> **Task prompt**: Write out the records once more, exactly as given.

> **Supplied records**:

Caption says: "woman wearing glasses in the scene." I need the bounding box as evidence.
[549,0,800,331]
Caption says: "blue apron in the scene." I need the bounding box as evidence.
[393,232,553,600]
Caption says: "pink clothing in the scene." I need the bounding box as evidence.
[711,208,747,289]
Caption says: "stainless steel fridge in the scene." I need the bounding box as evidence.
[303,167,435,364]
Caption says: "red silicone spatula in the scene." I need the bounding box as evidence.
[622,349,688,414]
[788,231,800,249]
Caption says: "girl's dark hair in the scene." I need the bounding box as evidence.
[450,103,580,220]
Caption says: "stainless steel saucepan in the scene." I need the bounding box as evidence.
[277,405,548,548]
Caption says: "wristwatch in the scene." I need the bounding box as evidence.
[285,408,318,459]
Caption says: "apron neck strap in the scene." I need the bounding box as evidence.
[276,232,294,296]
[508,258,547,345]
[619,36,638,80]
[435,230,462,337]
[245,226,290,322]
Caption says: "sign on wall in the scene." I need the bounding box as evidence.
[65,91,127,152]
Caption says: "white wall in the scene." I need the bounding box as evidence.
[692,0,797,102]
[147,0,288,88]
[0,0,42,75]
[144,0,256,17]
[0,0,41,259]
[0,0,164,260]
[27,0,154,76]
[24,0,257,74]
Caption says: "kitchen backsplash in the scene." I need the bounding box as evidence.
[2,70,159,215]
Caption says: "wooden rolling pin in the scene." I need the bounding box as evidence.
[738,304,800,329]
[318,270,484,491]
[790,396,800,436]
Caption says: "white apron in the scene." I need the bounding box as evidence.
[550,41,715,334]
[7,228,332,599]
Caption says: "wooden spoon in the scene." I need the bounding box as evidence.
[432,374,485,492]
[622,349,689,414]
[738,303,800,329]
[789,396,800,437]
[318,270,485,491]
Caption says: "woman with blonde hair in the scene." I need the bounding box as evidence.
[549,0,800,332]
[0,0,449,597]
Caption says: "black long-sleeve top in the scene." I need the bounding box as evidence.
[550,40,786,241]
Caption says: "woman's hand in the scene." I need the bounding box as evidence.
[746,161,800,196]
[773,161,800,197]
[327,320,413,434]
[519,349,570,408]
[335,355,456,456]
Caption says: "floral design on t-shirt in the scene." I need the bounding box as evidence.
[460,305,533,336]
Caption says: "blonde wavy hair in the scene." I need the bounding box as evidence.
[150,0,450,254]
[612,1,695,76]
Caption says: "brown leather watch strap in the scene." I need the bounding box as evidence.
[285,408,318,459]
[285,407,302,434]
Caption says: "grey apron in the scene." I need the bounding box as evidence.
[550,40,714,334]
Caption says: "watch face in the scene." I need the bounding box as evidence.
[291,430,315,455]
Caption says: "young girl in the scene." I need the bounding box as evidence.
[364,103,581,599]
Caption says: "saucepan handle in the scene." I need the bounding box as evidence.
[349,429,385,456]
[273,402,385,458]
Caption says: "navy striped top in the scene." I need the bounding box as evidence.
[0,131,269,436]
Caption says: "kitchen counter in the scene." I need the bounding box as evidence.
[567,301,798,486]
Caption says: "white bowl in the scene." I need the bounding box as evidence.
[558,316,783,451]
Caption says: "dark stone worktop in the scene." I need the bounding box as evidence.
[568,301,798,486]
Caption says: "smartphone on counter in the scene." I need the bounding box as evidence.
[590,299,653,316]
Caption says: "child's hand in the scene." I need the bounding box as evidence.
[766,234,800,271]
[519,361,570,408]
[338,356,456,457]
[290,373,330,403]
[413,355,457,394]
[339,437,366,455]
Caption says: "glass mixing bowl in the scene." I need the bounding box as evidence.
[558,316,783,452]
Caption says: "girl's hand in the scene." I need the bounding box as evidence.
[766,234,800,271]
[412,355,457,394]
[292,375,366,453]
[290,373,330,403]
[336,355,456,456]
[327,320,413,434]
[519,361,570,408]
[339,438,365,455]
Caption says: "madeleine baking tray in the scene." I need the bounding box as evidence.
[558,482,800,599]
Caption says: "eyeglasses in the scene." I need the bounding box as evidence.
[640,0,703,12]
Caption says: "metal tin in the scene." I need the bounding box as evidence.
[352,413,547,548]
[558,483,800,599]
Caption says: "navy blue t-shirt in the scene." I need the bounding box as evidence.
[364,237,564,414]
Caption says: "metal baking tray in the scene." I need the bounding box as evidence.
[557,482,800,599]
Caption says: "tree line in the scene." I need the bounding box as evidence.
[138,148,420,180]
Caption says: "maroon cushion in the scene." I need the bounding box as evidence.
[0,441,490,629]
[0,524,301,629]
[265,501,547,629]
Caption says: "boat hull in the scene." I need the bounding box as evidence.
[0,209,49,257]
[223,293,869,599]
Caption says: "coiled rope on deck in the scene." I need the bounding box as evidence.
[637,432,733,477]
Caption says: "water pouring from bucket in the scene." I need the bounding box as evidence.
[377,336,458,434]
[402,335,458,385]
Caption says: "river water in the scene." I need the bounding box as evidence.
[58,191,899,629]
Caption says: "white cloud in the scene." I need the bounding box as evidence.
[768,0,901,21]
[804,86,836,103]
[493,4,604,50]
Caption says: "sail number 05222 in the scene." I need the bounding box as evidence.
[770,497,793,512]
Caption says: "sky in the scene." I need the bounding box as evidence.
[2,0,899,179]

> **Exercise response**:
Caption says: "woman wearing glasses in the scene." I need the bounding box as evidence.
[549,0,800,331]
Caption says: "blue apron in the scene." I need the bounding box as evidence.
[393,232,553,600]
Caption says: "pink clothing in the scene." I need the bounding box as evidence.
[711,208,747,289]
Caption says: "stainless steel fridge in the scene." I need the bounding box as evidence.
[303,167,435,364]
Caption says: "red silicone spatula in the scene." I need the bounding box as evidence.
[622,349,688,414]
[788,231,800,249]
Caption says: "girl's dark hair in the scene." I need the bounding box as evidence.
[450,103,580,220]
Caption says: "stainless steel saucepan in the scene." I need the bounding box as evidence.
[277,405,548,548]
Caption says: "wristwatch in the scene." I need the bounding box as evidence.
[285,408,318,459]
Caption says: "apron neck strap in the scene." I need the bounding box as evidence.
[276,232,294,296]
[508,258,547,345]
[619,36,638,80]
[435,230,462,337]
[245,226,290,322]
Caption says: "sign on wall in the scene." I need the bounding box as evidence.
[65,91,127,152]
Caption says: "white wall in the scene." I need the bounding box as evidence.
[692,0,797,102]
[147,0,288,88]
[0,0,42,75]
[144,0,256,17]
[0,0,41,259]
[0,0,164,260]
[27,0,154,76]
[24,0,257,74]
Caption says: "kitchen backsplash in the scene." I need the bounding box as evidence.
[2,70,159,215]
Caption says: "wooden rolling pin in the scene." I need the bounding box as evidence.
[738,304,800,329]
[318,270,484,491]
[790,396,800,436]
Caption says: "white apron in the scene." I need the bounding box as evidence.
[550,41,715,334]
[7,228,332,599]
Caption says: "wooden spoon in the scene." I need the bounding box as evidence.
[432,374,485,492]
[622,349,689,414]
[738,303,800,329]
[789,396,800,437]
[318,270,485,491]
Caption says: "woman with blonde hair in the scene." I need the bounding box as evidence.
[549,0,800,332]
[0,0,449,597]
Caption says: "black long-sleeve top in the scene." I need the bounding box as evidence.
[550,40,786,241]
Caption says: "woman's hand in the scene." I need the bounding box as evidence.
[746,161,800,196]
[773,161,800,197]
[327,320,413,434]
[519,349,570,408]
[335,355,456,456]
Caption says: "floral design on t-shirt in the scene." I need the bounding box as evidence.
[460,305,533,336]
Caption says: "blonde wavy hair in the scene." I need the bounding box as evidence.
[150,0,450,254]
[612,1,695,76]
Caption says: "brown leather watch strap in the scene." I need the bounding box as evidence.
[285,408,318,459]
[285,407,302,434]
Caption says: "grey apron in the scene." I need the bounding box as evidence.
[550,40,714,334]
Caption says: "watch face in the scene." I need the bounding box as evidence.
[291,430,315,455]
Caption says: "young girl in the scene." I need the bounding box as evidence.
[364,103,581,599]
Caption says: "saucepan handle in the scene." I need the bounding box as evidence.
[349,429,385,456]
[273,402,385,458]
Caption says: "navy striped top in the scene." I need the bounding box as evidence.
[0,131,269,436]
Caption says: "kitchen counter in the scene." I need the bounding box as evidence.
[567,301,798,486]
Caption says: "white bowl in the scene." I need the bounding box as evidence.
[558,316,783,451]
Caption says: "dark stone worktop in the scene." I need the bounding box as evidence.
[568,301,798,486]
Caption says: "smartphone on counter in the scene." I need the bounding box as evidence.
[590,299,653,316]
Caption says: "child's hand in the scene." I need the bounding box as evidence.
[766,234,800,271]
[519,361,570,408]
[338,356,456,457]
[290,373,330,403]
[413,355,457,394]
[339,437,366,455]
Caption says: "glass mixing bowl in the scene." I need the bounding box as evidence.
[558,316,783,452]
Caption says: "girl's hand in the scene." I need the bounding box as evidence.
[766,234,800,271]
[412,355,457,394]
[292,375,366,453]
[290,373,330,403]
[336,355,456,456]
[327,320,413,434]
[519,361,570,408]
[339,438,365,455]
Caption says: "madeleine baking tray in the scene." I need the bounding box as evidence.
[558,482,800,599]
Caption says: "eyeglasses in the scene." I need the bounding box as evidence.
[640,0,703,12]
Caption says: "metal tin in the scene." I need the bounding box as evidence.
[352,413,547,548]
[558,483,800,599]
Caption says: "navy blue t-shirt in the scene." I need the bounding box as evidence.
[364,237,564,414]
Caption says: "metal baking tray in the scene." I need the bounding box as evidence.
[557,482,800,599]
Caption says: "tree line in the scene." I need the bounding box as evidence.
[138,148,420,180]
Caption says: "maroon cushion in the scene." I need the bounding box as evidence.
[0,441,490,629]
[0,524,301,629]
[265,501,547,629]
Caption says: "boat hull in the scene." I need the bounding box as evidence.
[0,209,49,257]
[223,293,869,599]
Caption says: "coiled rope on deck in the scene." I need the bounding box as evidence.
[637,432,733,477]
Caption says: "water pouring from bucket in the scene." I need the bounding box as evidence.
[377,336,458,434]
[402,335,458,385]
Caption says: "river water in the scene." I need the bounding box as evidence.
[58,191,899,629]
Caption says: "white cloud in the scene." I need the bounding box as evidence.
[768,0,901,21]
[804,86,836,103]
[493,4,604,50]
Caption says: "sail number 05222 in the scene." I need the bounding box as evidence.
[770,497,793,512]
Caption says: "sky in the scene." I need the bounding box as evidence.
[2,0,899,179]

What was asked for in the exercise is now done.